--- start MATERIAL PROVIDED ---

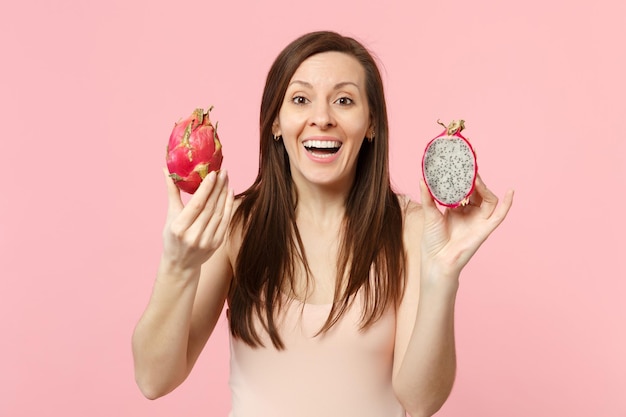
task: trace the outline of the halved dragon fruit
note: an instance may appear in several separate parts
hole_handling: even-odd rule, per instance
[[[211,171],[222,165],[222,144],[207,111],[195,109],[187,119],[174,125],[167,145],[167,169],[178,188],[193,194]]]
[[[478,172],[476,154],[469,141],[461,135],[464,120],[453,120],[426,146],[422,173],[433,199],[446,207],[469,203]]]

--- end MATERIAL PROVIDED ---
--- start MATERIAL PROVIDED ---

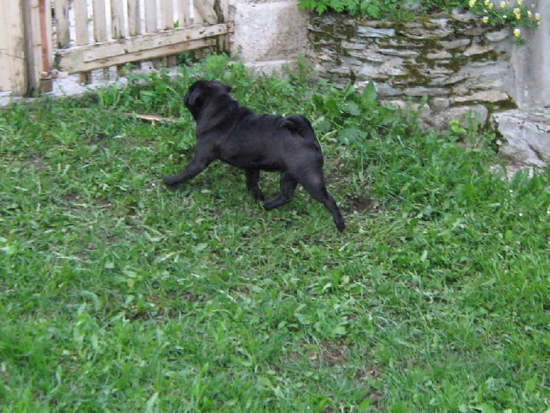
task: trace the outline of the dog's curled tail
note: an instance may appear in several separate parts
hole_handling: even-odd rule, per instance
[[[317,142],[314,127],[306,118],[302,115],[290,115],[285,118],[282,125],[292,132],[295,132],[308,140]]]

--- end MATERIAL PROVIDED ---

### WHAT THIS TASK INVOLVES
Locate each line in the records above that contains the string "trace" and copy those lines in full. Treat uppercase and lowercase letters as different.

### THE RESPONSE
task: trace the outline of the halved dragon fruit
task: trace the outline of the dog's curled tail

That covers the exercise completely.